Exercise goal: List every line in the entries below that contains the word "Target".

Dataset excerpts:
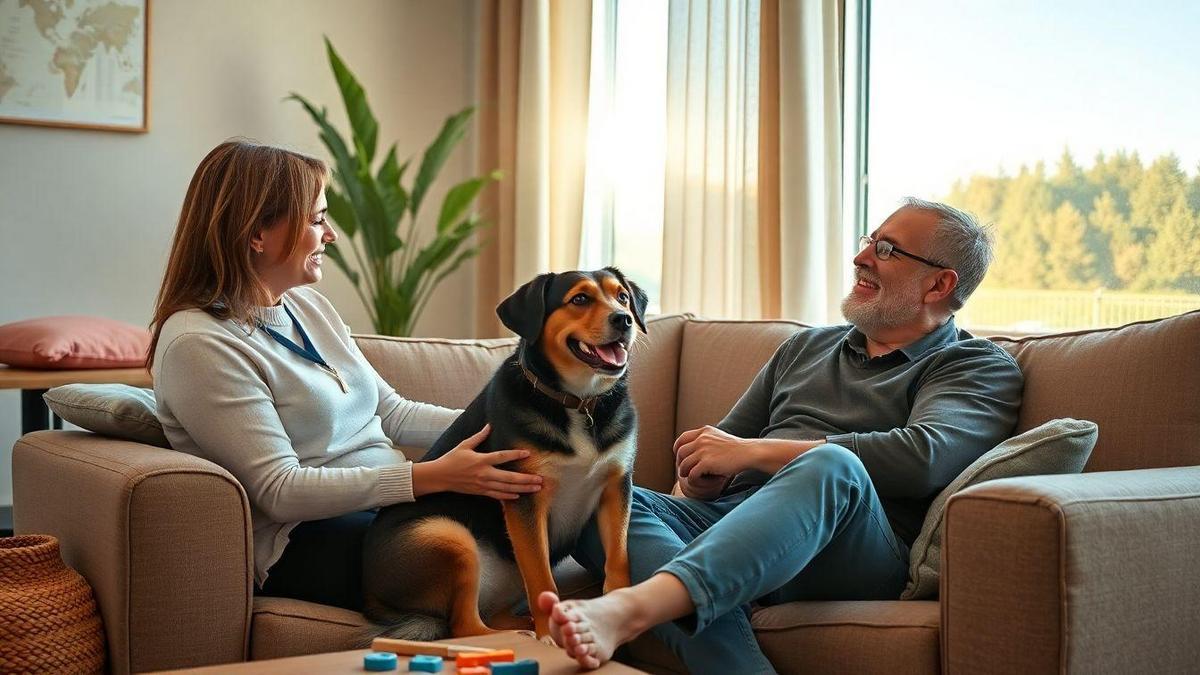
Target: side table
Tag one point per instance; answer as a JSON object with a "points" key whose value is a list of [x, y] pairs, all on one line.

...

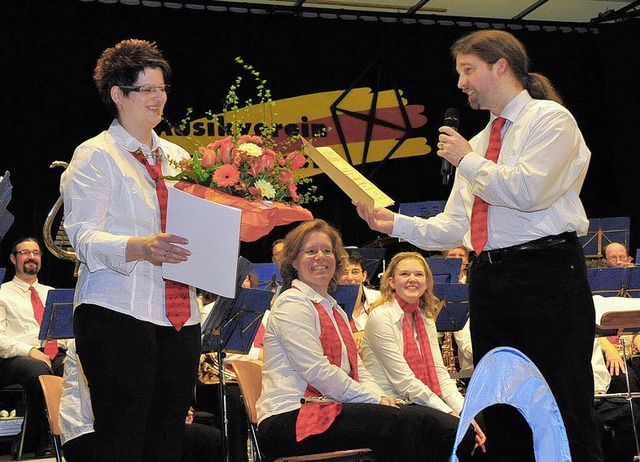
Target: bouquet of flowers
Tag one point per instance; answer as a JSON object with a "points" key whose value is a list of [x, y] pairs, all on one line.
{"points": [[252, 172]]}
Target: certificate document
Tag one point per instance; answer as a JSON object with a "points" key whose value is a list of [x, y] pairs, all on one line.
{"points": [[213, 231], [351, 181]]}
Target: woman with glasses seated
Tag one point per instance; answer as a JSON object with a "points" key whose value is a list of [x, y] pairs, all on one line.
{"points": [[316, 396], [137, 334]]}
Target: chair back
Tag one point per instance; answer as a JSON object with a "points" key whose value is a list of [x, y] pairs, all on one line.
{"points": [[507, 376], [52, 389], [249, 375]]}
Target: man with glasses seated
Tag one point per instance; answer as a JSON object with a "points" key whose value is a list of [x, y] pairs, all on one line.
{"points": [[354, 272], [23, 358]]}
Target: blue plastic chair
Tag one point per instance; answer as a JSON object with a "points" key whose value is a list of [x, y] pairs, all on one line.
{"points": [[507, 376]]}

Solution below:
Target: side table
Target: bouquet of flowers
Target: certificate document
Target: woman with glasses seated
Target: chair back
Target: man with glasses seated
Target: blue plastic chair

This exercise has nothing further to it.